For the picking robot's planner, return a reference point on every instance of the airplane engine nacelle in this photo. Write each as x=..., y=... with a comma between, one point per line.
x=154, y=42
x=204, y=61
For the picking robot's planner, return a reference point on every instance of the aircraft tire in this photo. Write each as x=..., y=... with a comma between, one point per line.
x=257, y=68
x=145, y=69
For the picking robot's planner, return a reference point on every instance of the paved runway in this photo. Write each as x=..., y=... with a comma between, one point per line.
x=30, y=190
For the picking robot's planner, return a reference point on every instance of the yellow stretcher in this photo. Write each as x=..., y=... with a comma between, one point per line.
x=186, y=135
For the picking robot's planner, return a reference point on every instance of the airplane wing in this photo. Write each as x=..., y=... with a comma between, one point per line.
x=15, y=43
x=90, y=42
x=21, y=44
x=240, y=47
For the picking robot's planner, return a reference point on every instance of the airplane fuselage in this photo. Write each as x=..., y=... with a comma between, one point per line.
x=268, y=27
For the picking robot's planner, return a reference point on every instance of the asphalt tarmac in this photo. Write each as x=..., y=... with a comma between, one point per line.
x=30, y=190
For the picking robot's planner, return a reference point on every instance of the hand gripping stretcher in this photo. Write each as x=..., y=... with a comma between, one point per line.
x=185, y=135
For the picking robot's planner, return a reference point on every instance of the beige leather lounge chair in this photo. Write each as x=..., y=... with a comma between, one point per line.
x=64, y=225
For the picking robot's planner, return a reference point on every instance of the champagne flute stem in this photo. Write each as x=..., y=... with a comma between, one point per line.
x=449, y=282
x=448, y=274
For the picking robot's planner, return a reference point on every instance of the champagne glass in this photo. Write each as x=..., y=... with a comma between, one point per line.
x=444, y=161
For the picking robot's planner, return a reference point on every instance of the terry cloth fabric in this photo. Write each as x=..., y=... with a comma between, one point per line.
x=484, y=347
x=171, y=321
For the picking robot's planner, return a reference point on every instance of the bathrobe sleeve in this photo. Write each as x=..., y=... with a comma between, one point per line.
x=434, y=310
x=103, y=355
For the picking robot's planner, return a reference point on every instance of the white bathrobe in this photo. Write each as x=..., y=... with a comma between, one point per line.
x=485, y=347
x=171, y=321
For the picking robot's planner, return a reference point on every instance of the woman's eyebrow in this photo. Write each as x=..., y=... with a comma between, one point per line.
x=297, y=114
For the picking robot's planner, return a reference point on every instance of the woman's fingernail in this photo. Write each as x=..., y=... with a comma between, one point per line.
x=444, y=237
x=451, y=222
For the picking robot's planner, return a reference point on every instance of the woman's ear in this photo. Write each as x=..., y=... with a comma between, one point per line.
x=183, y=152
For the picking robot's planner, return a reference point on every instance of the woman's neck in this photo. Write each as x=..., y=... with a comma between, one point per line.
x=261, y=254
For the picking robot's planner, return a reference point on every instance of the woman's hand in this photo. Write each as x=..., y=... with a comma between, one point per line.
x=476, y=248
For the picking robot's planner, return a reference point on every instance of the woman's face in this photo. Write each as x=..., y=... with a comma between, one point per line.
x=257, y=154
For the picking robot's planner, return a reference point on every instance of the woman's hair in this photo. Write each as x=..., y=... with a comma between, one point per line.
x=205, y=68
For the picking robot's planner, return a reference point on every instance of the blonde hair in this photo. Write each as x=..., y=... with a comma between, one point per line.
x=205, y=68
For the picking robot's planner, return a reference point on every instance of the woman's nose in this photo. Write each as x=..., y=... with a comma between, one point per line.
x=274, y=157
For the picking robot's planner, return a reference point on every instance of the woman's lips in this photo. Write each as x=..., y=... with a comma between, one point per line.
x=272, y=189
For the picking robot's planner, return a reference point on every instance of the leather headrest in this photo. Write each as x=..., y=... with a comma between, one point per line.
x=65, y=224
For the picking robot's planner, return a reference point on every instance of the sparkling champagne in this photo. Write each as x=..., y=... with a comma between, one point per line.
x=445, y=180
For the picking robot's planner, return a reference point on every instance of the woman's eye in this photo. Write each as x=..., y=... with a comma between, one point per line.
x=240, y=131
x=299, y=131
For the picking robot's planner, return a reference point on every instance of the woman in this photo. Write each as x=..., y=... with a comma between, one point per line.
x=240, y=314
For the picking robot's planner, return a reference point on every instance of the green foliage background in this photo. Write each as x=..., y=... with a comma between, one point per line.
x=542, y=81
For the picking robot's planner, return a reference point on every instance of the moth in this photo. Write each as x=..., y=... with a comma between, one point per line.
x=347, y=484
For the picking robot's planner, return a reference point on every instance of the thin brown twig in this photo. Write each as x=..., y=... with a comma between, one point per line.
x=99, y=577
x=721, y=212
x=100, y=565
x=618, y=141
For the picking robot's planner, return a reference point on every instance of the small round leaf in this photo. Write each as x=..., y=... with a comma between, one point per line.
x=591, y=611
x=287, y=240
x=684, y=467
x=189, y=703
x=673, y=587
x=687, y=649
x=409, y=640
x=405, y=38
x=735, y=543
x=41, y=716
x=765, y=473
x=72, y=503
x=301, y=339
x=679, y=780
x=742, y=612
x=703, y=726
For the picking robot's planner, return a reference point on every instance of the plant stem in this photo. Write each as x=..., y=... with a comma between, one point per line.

================================

**THE PROBLEM**
Starting with the line that contains "of the sparkling" and continuing through the end of the records, lay out those lines as a Markdown table, omitting blank lines. Use the columns Row and Entry, with each line's number under Row and its text under Entry.

**TASK ANSWER**
| Row | Entry |
|---|---|
| 1 | For the picking robot's planner, return a reference point on every instance of the sparkling champagne in this photo. Write each as x=..., y=... with a comma between, one point per line. |
| 2 | x=445, y=180 |
| 3 | For the picking robot's planner, return a reference point on every instance of the woman's eye in this photo. Write each as x=..., y=... with a comma between, one point per line. |
| 4 | x=240, y=131 |
| 5 | x=299, y=131 |
| 6 | For the picking robot's planner, return a reference point on every instance of the woman in this photo. Write each as x=..., y=... with a comma between, one point per line. |
| 7 | x=240, y=314 |
| 8 | For the picking robot's planner, return a reference point on every instance of the green foliage background in this photo. Write each as x=..., y=... with a comma between, one point per line. |
| 9 | x=542, y=81 |
| 10 | For the picking robot's planner, return a reference point on every instance of the moth in this photo. Write each as x=..., y=... with a comma between, one point per line. |
| 11 | x=347, y=484 |
| 12 | For the picking robot's planner, return a reference point on every instance of the thin brown twig in this photo. Write each as x=..., y=... with a comma between, one point per line. |
| 13 | x=99, y=577 |
| 14 | x=721, y=212 |
| 15 | x=100, y=565 |
| 16 | x=618, y=141 |
| 17 | For the picking robot's planner, return a reference point on every instance of the small round leaf in this photo. Write each as x=..., y=... with a comma between, one point per line. |
| 18 | x=591, y=611 |
| 19 | x=287, y=240 |
| 20 | x=684, y=467 |
| 21 | x=189, y=703 |
| 22 | x=673, y=587 |
| 23 | x=687, y=649 |
| 24 | x=409, y=640 |
| 25 | x=405, y=38 |
| 26 | x=735, y=543 |
| 27 | x=41, y=716 |
| 28 | x=765, y=473 |
| 29 | x=72, y=503 |
| 30 | x=301, y=339 |
| 31 | x=679, y=780 |
| 32 | x=742, y=612 |
| 33 | x=703, y=726 |
| 34 | For the picking robot's planner, return a reference point on every instance of the plant stem in this photo. Write each as x=..., y=... with a comma between, one point per line. |